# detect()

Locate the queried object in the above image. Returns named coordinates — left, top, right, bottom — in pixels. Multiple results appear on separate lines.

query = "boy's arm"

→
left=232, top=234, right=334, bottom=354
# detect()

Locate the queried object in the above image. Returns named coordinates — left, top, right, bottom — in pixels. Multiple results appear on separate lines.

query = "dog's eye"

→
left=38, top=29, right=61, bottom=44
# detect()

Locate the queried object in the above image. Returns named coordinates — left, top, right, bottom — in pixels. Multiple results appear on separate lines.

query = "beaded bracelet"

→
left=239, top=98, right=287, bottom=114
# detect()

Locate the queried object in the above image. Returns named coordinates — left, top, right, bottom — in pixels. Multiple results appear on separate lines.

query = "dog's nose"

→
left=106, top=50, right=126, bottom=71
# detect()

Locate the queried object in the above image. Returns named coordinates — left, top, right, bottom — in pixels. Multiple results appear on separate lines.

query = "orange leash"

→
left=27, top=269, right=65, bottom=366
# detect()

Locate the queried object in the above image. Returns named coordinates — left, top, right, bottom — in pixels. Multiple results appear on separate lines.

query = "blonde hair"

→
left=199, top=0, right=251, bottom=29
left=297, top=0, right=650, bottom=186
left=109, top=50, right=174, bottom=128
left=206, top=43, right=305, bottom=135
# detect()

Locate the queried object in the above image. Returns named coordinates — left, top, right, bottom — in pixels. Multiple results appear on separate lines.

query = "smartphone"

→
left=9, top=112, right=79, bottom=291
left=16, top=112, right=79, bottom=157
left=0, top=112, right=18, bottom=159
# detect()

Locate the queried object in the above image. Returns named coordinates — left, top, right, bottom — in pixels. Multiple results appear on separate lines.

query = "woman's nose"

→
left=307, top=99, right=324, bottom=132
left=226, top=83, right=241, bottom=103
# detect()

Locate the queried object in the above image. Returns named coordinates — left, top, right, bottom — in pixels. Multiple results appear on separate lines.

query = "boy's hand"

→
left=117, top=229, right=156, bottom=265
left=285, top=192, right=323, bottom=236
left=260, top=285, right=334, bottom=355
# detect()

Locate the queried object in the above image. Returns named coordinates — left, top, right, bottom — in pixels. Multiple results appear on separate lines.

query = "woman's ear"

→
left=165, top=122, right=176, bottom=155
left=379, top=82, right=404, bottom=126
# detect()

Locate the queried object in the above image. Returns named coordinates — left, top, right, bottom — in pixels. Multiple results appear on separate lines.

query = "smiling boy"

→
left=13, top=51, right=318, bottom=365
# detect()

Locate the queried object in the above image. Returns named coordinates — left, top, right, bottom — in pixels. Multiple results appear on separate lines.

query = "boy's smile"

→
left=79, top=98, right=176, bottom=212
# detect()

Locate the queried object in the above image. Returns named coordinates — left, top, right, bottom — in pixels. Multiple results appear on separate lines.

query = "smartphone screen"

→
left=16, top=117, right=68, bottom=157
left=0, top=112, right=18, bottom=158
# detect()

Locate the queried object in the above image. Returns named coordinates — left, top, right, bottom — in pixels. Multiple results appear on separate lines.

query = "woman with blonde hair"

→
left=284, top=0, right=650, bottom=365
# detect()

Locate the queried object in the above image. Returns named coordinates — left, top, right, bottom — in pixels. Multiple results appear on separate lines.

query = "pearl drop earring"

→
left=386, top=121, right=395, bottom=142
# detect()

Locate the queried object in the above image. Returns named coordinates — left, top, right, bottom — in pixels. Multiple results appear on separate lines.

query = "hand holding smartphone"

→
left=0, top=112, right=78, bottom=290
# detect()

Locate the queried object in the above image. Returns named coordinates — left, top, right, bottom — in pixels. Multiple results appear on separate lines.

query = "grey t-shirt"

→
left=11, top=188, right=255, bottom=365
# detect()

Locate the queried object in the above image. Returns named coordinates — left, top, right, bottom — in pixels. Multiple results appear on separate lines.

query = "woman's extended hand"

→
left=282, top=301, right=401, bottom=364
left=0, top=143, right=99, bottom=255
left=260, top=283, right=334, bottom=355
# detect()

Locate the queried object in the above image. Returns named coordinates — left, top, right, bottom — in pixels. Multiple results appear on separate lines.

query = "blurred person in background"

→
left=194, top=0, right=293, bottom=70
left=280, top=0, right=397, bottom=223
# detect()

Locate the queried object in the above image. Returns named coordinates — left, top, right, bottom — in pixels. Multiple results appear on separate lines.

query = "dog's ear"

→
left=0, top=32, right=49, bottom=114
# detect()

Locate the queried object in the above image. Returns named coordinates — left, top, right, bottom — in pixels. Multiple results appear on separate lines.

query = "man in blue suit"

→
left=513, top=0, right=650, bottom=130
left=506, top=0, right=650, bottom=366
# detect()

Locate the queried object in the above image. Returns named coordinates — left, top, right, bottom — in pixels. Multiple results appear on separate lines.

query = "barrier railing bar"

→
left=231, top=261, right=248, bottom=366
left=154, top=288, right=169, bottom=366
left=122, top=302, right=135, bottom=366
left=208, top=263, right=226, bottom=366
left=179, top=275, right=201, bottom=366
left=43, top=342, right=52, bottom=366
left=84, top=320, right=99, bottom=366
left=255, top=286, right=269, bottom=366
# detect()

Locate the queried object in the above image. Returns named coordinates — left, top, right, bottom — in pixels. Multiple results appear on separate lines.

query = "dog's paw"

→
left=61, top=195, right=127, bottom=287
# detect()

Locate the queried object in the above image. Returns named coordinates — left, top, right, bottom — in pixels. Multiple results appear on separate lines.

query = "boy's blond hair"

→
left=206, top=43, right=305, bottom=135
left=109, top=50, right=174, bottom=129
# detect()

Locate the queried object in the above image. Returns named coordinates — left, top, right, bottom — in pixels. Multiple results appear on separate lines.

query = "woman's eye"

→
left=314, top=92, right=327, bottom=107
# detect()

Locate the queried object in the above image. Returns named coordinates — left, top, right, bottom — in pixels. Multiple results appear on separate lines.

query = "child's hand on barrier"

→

━━━━━━━━

PROBLEM DETAILS:
Count the lines in the material that include the string "blonde", treating uppercase and lowercase as different. Reply with the number only.

THE ANSWER:
2